_WHAT YOU NEED TO DO_.
Go through the items below and pull out every line that contains the string "post", copying each one in full. Case counts.

_SUPPLIED MATERIAL_.
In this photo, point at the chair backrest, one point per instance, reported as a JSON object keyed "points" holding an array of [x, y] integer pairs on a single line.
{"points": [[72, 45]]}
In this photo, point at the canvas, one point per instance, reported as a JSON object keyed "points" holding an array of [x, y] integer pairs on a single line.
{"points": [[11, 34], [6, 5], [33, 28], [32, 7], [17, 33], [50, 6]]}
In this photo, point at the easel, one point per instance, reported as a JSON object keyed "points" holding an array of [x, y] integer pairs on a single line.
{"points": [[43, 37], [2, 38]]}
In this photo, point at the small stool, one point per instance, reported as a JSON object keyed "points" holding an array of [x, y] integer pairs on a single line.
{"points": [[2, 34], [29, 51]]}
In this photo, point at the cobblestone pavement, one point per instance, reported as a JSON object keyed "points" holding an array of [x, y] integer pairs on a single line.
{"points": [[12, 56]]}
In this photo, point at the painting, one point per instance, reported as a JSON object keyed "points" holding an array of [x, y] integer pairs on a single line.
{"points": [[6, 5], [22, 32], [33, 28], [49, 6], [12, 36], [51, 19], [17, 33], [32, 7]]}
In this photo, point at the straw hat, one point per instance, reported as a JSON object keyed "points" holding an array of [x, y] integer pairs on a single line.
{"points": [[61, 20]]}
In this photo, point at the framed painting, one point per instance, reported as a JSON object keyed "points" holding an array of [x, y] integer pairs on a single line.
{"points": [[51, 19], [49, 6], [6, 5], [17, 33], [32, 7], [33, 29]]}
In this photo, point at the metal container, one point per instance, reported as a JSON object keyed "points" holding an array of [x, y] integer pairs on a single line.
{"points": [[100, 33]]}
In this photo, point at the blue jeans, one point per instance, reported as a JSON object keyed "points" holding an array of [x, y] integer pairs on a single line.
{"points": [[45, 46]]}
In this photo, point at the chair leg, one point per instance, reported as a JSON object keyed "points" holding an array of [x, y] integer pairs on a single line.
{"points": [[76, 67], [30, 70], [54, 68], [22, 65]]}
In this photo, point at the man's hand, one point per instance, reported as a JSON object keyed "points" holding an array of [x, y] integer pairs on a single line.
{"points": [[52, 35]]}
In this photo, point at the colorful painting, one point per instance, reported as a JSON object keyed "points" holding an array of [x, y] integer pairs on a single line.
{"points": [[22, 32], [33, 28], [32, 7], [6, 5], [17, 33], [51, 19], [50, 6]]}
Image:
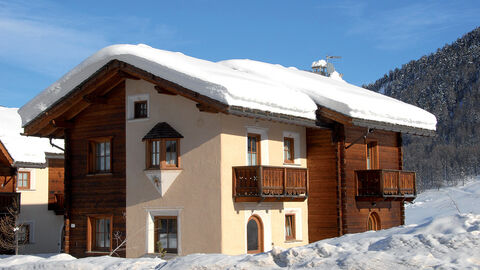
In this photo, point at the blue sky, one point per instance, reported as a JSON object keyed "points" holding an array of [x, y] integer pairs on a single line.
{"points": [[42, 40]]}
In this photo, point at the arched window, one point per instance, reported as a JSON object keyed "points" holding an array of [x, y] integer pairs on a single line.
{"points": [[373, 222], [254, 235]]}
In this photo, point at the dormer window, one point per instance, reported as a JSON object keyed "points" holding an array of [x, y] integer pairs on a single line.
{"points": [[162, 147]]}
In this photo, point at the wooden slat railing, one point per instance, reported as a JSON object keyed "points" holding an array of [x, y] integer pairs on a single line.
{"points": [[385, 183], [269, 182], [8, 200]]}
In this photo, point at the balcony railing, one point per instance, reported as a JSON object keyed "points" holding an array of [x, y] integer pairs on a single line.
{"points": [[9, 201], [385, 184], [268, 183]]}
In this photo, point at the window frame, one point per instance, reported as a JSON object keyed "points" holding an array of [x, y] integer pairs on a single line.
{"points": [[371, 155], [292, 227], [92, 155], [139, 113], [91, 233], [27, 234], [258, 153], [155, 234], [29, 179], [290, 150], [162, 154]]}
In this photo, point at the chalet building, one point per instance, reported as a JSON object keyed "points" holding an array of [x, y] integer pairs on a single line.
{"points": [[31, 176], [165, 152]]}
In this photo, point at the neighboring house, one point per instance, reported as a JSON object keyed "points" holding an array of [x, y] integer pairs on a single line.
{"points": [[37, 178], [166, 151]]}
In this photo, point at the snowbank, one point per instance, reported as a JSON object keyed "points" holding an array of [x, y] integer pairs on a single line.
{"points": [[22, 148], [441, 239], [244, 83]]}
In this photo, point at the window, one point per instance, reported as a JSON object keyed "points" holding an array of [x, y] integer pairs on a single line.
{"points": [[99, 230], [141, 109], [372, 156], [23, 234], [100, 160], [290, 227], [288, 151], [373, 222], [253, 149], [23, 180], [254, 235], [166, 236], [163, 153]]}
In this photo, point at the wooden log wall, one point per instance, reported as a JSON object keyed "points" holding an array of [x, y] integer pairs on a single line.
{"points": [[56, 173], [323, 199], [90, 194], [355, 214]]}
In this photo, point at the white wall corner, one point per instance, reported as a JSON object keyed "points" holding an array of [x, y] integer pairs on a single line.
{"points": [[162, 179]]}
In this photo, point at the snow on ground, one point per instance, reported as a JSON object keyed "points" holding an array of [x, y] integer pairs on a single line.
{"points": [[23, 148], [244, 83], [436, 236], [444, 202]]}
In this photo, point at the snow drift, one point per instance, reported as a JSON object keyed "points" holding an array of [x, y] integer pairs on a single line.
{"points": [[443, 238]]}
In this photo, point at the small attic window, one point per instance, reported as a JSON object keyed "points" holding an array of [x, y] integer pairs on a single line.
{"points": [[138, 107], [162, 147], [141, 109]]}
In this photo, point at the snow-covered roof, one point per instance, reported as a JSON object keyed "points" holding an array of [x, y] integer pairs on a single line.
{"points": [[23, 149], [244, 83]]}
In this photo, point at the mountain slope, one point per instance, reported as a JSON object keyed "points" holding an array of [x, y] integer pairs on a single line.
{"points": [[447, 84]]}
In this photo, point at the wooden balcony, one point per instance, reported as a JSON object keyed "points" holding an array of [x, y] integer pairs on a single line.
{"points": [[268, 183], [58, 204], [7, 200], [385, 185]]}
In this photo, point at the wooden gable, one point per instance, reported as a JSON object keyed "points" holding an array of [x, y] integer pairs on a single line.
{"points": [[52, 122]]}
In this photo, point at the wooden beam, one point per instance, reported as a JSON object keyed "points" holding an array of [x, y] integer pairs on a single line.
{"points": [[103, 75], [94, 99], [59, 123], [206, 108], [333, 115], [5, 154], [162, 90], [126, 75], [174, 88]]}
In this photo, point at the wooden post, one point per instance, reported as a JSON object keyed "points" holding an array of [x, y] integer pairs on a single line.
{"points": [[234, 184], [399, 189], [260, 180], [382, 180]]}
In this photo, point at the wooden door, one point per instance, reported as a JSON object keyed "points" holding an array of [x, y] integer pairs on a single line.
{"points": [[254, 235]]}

--

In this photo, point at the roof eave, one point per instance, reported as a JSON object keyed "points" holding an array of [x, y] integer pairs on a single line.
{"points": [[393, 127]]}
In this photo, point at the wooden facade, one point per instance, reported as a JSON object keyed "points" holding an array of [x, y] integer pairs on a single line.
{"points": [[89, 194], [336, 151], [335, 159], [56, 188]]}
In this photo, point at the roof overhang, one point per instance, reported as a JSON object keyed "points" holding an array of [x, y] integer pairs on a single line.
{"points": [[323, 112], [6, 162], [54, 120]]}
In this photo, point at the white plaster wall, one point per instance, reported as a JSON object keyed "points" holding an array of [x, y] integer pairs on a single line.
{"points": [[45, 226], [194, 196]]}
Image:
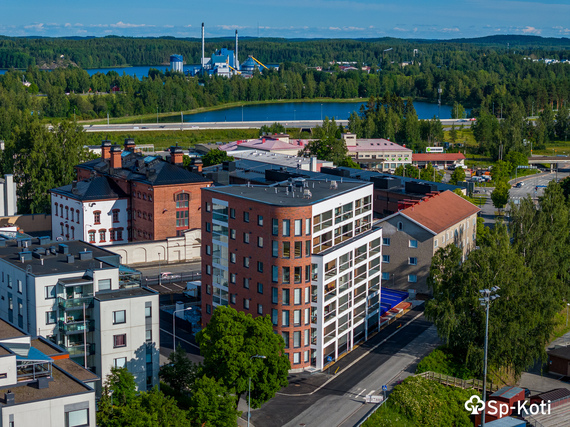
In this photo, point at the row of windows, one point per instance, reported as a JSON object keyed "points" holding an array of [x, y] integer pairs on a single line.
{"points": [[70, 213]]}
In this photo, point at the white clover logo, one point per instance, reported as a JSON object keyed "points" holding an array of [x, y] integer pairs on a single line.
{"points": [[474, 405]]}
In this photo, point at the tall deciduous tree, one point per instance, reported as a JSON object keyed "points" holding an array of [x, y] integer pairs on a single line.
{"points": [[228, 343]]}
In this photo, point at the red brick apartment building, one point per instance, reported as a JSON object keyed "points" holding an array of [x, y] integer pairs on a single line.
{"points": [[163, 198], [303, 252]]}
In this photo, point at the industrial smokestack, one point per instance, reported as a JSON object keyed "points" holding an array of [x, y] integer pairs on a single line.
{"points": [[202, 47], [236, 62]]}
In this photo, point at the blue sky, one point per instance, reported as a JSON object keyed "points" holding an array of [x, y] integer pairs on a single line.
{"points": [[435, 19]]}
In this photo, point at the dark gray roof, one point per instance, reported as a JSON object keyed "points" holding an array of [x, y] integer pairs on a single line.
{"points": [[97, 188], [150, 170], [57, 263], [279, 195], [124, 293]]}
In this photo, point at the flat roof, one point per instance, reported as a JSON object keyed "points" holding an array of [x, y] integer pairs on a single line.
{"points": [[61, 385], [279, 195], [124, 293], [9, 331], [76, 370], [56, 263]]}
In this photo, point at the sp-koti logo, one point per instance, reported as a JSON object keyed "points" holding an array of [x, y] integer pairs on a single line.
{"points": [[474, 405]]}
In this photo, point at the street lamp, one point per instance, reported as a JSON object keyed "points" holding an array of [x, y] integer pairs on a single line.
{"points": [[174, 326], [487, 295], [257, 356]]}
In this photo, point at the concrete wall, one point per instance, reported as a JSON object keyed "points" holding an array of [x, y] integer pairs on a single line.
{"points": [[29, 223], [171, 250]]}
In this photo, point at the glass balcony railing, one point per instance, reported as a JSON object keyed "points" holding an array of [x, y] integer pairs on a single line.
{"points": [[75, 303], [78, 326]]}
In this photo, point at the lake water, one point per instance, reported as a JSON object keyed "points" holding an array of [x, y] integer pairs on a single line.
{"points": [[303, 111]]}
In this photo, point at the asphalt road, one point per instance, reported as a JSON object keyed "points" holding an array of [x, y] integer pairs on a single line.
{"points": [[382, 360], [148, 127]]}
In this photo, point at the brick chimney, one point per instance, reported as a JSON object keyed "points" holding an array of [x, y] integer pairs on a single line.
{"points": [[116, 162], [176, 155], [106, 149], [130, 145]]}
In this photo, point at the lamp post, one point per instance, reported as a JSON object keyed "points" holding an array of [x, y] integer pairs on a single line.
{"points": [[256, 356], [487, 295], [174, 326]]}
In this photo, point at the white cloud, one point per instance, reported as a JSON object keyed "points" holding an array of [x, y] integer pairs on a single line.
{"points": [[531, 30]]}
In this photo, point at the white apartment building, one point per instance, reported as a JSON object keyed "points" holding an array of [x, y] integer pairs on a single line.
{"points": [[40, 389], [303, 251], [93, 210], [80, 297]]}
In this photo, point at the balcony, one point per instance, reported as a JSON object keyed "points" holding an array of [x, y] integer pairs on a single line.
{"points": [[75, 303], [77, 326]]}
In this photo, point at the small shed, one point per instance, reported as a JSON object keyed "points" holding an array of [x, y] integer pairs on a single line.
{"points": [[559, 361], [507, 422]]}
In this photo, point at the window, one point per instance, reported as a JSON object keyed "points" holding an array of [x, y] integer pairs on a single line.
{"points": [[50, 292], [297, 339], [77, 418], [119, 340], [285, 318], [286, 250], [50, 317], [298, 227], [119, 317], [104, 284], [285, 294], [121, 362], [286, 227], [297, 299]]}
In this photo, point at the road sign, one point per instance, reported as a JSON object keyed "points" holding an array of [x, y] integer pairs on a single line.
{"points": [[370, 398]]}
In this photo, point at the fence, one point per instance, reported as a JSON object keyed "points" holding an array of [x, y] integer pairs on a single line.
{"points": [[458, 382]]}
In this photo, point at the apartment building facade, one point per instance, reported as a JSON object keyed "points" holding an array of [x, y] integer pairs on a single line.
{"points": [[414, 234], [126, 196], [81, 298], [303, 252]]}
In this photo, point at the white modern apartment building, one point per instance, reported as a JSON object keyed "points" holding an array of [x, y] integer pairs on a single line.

_FULL SOLUTION_.
In this photo, point at the wooden post, one point per instance, reported as a JSON object keyed "points" holding an array of [x, y] integer pairs on a single line.
In this photo, point at the lamp post, one point per instance, reported as a JSON object keyed "points" holding an array of [x, y] integer pairs on a single line.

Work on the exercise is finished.